**EXCERPT:**
========

Phantom Limbs and Rewired Brains
Phantom arms, legs, fingers and toes: seemingly the stuff of horror movies. Yet for nearly 70 percent of the 4 million amputees in the United States, vivid sensations in missing body parts-such as pressure, tingling, warmth, cold, and pain that can be both constant and excruciating-are all too real.
Phantom limbs have puzzled scientists for years. But recent studies have shed light on possible mechanisms underlying the phenomenon, including evidence that neurons in the brain that receive input from a limb may rewire themselves to seek input from other sources after the limb is amputated. These findings challenge the long-standing belief that the brain is immutable beyond a certain age and are leading researchers to develop new therapies for victims of phantom-limb pain and some spinal-cord injuries.
For years, psychologists attributed phantom-limb sensations to “wish fulfillment,” a purely psychological condition. Then, in 1984, a team led by Michael Merzenich, a neuroscientist at the University of California at San Francisco, conducted experiments that began to explain phantom limbs as a true physiological response. Merzenich and his colleagues first amputated the middle fingers from a group of adult owl monkeys and later stimulated the digits on the hand of each monkey that were adjacent to the amputation stump.
Placing microelectrodes, which detect electrochemical changes in actively firing neurons, into various areas of the monkeys’ brains, Merzenich found that the region of the cortex that originally fired in response to stimulation of the amputated finger was now triggered every time he touched the two adjacent fingers. The neurons had not responded to stimulation of these fingers before the amputation.
In 1991, Timothy Pons, a neuroscientist at the Laboratory of Neuropsychology at the National Institute of Mental Health, expanded on Merzenich’s findings. Working with adult macaque monkeys, Pons and his colleagues “deafferentated,” or cut, nerves that communicated sensory information between the cortex and the arm, forearm, hand, and rear of the head. The team then stimulated various body parts and found that the part of the cortex that had previously responded to the arm and back of the head now responded to stimulation of the face. Like ivy spreading over bare brick, Pons believes, surrounding neurons invaded the fallow cortical area corresponding to the deafferentated limbs, allowing it to respond to stimulation from other parts of the body.

========

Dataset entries

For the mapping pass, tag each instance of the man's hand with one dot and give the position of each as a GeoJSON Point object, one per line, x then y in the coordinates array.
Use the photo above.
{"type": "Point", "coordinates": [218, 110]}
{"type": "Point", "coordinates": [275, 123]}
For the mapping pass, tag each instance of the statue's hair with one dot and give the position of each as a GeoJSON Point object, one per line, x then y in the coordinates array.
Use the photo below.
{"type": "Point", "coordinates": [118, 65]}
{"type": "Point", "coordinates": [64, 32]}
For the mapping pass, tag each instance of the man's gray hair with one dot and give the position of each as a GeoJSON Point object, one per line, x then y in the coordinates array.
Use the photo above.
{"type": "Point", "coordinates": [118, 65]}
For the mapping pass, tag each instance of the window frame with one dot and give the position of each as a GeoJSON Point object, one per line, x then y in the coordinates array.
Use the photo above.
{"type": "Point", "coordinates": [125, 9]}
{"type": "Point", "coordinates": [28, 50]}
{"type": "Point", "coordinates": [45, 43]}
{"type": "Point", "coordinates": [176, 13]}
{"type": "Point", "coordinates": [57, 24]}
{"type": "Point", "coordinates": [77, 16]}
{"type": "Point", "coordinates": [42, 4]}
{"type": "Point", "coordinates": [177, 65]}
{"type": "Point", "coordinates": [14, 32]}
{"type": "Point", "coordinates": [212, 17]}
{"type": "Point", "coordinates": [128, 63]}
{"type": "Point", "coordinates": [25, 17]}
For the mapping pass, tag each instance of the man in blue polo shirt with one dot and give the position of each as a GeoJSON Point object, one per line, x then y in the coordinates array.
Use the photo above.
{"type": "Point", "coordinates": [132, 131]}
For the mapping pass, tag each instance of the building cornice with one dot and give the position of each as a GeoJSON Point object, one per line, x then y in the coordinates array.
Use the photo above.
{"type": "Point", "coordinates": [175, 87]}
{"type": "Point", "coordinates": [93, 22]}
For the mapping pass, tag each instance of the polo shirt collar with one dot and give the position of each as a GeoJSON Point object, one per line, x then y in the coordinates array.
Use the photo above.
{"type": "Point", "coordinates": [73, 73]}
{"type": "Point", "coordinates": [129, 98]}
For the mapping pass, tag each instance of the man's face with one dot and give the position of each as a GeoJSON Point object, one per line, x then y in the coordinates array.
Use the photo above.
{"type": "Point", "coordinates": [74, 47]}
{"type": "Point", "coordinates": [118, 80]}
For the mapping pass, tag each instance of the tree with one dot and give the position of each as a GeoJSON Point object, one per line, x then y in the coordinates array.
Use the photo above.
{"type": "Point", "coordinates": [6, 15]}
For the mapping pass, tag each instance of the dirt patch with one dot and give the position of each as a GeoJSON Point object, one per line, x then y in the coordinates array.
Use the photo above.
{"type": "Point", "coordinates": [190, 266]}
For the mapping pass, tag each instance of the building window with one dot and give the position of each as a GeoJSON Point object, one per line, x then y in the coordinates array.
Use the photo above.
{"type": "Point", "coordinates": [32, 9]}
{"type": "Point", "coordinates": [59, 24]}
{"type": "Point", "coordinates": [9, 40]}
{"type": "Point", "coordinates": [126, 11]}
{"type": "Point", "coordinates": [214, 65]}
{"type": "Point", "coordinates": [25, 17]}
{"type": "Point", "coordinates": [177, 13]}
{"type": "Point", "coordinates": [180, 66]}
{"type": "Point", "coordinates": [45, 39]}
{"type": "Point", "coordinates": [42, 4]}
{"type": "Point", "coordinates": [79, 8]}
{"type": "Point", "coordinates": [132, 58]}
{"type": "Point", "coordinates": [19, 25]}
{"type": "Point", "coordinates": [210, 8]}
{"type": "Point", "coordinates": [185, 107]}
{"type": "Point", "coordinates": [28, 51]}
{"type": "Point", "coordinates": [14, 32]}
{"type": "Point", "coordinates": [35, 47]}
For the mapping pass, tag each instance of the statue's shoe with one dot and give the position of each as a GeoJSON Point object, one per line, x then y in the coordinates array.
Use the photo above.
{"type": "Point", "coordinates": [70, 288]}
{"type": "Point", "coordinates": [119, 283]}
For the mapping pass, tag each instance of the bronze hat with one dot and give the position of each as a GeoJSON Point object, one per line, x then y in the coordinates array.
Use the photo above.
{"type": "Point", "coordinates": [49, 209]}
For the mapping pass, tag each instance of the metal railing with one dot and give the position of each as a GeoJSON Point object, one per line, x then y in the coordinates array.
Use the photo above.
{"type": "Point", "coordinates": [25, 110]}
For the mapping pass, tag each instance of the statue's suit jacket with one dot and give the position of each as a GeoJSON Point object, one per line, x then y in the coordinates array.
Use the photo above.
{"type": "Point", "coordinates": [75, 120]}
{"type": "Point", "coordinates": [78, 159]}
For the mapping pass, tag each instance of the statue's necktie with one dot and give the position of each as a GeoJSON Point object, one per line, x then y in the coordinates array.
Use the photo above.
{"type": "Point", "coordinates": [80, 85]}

========

**TASK LIST:**
[a] Return the passage of the phantom-limb article that begins at the words "Phantom limbs have" and stops after "some spinal-cord injuries.", copied exactly.
[b] For each statement below, answer yes or no according to the phantom-limb article, and quote the words of the article that decide it. (i) Merzenich's team carried out its finger amputations on adult owl monkeys. (ii) Timothy Pons worked at the University of California at San Francisco. (iii) Roughly 70 percent of amputees in the United States experience sensations in missing body parts.

**ANSWERS BY TASK:**
[a]
Phantom limbs have puzzled scientists for years. But recent studies have shed light on possible mechanisms underlying the phenomenon, including evidence that neurons in the brain that receive input from a limb may rewire themselves to seek input from other sources after the limb is amputated. These findings challenge the long-standing belief that the brain is immutable beyond a certain age and are leading researchers to develop new therapies for victims of phantom-limb pain and some spinal-cord injuries.

[b]
(i) Yes: "amputated the middle fingers from a group of adult owl monkeys"
(ii) No: "Timothy Pons, a neuroscientist at the Laboratory of Neuropsychology at the National Institute of Mental Health"
(iii) Yes: "for nearly 70 percent of the 4 million amputees in the United States, vivid sensations in missing body parts"